[Begin]
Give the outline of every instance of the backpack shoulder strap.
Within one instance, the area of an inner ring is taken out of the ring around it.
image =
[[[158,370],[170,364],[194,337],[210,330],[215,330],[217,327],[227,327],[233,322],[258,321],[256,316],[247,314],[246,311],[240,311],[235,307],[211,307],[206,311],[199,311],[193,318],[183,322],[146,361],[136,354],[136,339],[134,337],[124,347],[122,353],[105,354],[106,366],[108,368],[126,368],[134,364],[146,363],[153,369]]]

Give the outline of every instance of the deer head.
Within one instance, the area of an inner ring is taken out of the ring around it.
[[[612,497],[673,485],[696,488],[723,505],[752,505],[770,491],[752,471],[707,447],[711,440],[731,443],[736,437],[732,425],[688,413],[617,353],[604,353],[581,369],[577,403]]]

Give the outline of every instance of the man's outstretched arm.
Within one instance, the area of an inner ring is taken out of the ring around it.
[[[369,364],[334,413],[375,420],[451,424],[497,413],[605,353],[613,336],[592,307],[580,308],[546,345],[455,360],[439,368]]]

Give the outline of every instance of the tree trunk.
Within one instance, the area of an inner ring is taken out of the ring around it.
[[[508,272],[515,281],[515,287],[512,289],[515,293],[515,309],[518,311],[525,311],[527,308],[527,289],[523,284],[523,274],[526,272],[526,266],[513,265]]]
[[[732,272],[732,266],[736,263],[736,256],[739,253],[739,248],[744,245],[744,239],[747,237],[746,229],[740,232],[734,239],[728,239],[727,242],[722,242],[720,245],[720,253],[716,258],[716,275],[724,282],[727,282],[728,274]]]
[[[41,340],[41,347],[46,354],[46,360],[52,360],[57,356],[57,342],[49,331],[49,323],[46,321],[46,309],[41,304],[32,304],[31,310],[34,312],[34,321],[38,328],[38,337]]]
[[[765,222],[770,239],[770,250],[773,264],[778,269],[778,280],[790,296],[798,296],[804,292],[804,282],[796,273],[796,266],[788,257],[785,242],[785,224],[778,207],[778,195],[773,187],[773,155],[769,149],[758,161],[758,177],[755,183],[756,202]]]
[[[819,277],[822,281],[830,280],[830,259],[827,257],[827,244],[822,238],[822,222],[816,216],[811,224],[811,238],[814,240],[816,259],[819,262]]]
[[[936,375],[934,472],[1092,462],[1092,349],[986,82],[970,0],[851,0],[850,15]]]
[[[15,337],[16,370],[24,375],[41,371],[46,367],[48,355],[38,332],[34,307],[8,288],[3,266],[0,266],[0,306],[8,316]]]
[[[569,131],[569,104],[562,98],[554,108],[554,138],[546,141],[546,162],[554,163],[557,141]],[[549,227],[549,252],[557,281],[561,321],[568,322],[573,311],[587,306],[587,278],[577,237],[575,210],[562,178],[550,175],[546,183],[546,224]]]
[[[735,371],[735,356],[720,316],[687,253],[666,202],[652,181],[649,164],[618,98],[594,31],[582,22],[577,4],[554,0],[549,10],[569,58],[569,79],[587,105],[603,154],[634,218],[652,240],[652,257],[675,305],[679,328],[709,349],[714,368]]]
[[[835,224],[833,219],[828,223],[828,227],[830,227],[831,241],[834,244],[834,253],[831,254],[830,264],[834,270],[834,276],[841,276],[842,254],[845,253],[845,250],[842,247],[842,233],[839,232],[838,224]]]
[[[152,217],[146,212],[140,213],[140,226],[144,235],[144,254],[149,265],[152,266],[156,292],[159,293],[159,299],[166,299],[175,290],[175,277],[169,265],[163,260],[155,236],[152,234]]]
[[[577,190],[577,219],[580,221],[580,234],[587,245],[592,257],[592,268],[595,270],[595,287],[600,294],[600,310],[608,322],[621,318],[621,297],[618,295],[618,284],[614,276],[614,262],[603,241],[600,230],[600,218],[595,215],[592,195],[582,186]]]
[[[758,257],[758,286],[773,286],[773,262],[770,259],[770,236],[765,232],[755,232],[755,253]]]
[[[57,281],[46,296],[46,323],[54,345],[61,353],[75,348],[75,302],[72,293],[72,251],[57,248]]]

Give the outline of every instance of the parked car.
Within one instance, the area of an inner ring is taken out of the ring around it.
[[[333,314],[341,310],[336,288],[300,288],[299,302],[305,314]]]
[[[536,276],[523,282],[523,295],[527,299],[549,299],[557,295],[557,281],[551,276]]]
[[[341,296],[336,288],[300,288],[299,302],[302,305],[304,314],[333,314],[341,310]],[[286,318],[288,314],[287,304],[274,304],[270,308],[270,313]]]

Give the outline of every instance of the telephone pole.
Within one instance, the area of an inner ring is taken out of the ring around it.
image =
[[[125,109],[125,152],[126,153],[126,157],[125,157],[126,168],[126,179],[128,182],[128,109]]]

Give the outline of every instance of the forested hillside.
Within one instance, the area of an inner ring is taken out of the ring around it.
[End]
## Stated problem
Turn every line of the entries above into a numbered list, leaving out the blank lines.

## Reply to the exercise
1. Give the outline of every instance of the backpack shoulder strap.
2. Within one instance, the area of an inner ring is taken out of the ring around it.
3. image =
4. [[[158,370],[170,364],[194,337],[210,330],[215,330],[217,327],[227,327],[233,322],[258,321],[256,316],[247,314],[246,311],[240,311],[235,307],[211,307],[206,311],[199,311],[193,318],[183,322],[146,361],[136,354],[136,339],[134,337],[124,347],[122,353],[105,354],[106,366],[108,368],[126,368],[134,364],[146,363],[153,369]]]
5. Give the outline of every instance of the deer head.
6. Within one instance, the area of an inner ring is taken out of the ring around it.
7. [[[612,497],[673,485],[696,488],[723,505],[752,505],[770,491],[752,471],[707,447],[711,440],[731,443],[736,437],[732,425],[688,413],[617,353],[604,353],[581,369],[577,403]]]
8. Give the outline of every instance of the man's outstretched arm.
9. Within one instance, the area of an inner ring is taken out of the ring around it.
10. [[[369,364],[334,413],[375,420],[451,424],[497,413],[605,353],[613,336],[592,307],[580,308],[546,345],[455,360],[439,368]]]
11. Give the outline of every instance of the tree trunk.
12. Within one instance, the area of an inner ring is taken out of the ring around it.
13. [[[508,272],[515,281],[515,287],[512,289],[515,293],[515,309],[518,311],[525,311],[527,308],[527,289],[523,284],[523,274],[526,272],[526,266],[513,265]]]
14. [[[732,272],[732,266],[736,263],[736,256],[739,253],[739,248],[744,245],[744,239],[747,237],[746,229],[740,232],[734,239],[728,239],[727,242],[722,242],[720,245],[720,253],[716,258],[716,275],[724,282],[727,282],[728,274]]]
15. [[[41,340],[41,347],[46,354],[46,360],[52,360],[57,356],[57,342],[49,331],[49,323],[46,321],[46,309],[41,304],[32,304],[31,310],[34,312],[34,321],[38,328],[38,337]]]
16. [[[765,222],[770,239],[770,250],[773,264],[778,269],[778,280],[790,296],[798,296],[804,292],[804,282],[796,273],[796,266],[788,257],[785,242],[785,224],[778,207],[778,195],[773,187],[773,155],[769,149],[758,161],[758,177],[755,183],[756,202]]]
17. [[[819,277],[822,281],[830,280],[830,259],[827,257],[827,244],[822,238],[822,222],[816,216],[811,224],[811,238],[814,240],[816,259],[819,262]]]
18. [[[936,375],[934,472],[1092,462],[1092,349],[986,82],[970,0],[851,0],[850,15]]]
19. [[[15,337],[16,370],[24,375],[41,371],[46,367],[48,355],[38,332],[34,307],[8,288],[3,266],[0,266],[0,306],[8,316]]]
20. [[[569,131],[569,104],[562,98],[554,108],[554,138],[546,141],[546,162],[554,163],[557,141]],[[549,227],[549,252],[557,281],[561,321],[568,322],[573,311],[587,306],[587,278],[577,237],[575,210],[562,178],[550,175],[546,183],[546,224]]]
21. [[[735,371],[735,356],[720,316],[687,253],[666,202],[652,181],[649,164],[618,98],[594,31],[582,22],[577,4],[554,0],[549,10],[569,58],[569,79],[587,105],[603,154],[634,218],[652,240],[652,257],[675,305],[679,328],[709,349],[714,368]]]
22. [[[835,224],[833,219],[828,223],[828,227],[830,227],[831,241],[834,244],[834,253],[831,254],[830,264],[834,270],[834,276],[841,276],[842,254],[845,253],[845,250],[842,247],[842,233],[839,232],[838,224]]]
23. [[[152,217],[146,212],[140,213],[140,226],[144,235],[144,254],[149,265],[152,266],[156,292],[159,293],[159,299],[166,299],[175,290],[175,277],[169,265],[163,260],[155,236],[152,234]]]
24. [[[577,190],[577,219],[580,221],[580,234],[587,245],[592,257],[592,268],[595,270],[595,287],[600,294],[600,310],[608,322],[621,318],[621,297],[618,295],[618,284],[614,276],[614,262],[603,241],[600,230],[600,218],[595,215],[592,195],[582,186]]]
25. [[[758,257],[758,286],[773,286],[773,262],[770,259],[770,236],[765,232],[755,232],[755,253]]]
26. [[[57,281],[46,296],[46,323],[54,345],[61,353],[75,348],[75,302],[72,293],[72,251],[57,248]]]
27. Give the outline of every instance of the parked car.
28. Within one instance, the area of an inner ring is taken out of the ring around it.
29. [[[333,314],[341,310],[336,288],[300,288],[299,302],[305,314]]]
30. [[[536,276],[523,282],[523,295],[527,299],[549,299],[557,295],[557,281],[551,276]]]
31. [[[341,296],[336,288],[300,288],[299,302],[302,305],[304,314],[333,314],[341,310]],[[286,318],[288,314],[287,304],[274,304],[270,308],[270,313]]]
32. Give the outline of every instance of the telephone pole.
33. Within one instance, the area of an inner ring is taken out of the ring around it.
34. image =
35. [[[125,109],[125,152],[126,153],[126,157],[125,157],[126,168],[126,179],[128,182],[128,109]]]
36. Give the outline of every instance of the forested hillside.
37. Within one instance, the area of an inner ring is taken out of the ring around it.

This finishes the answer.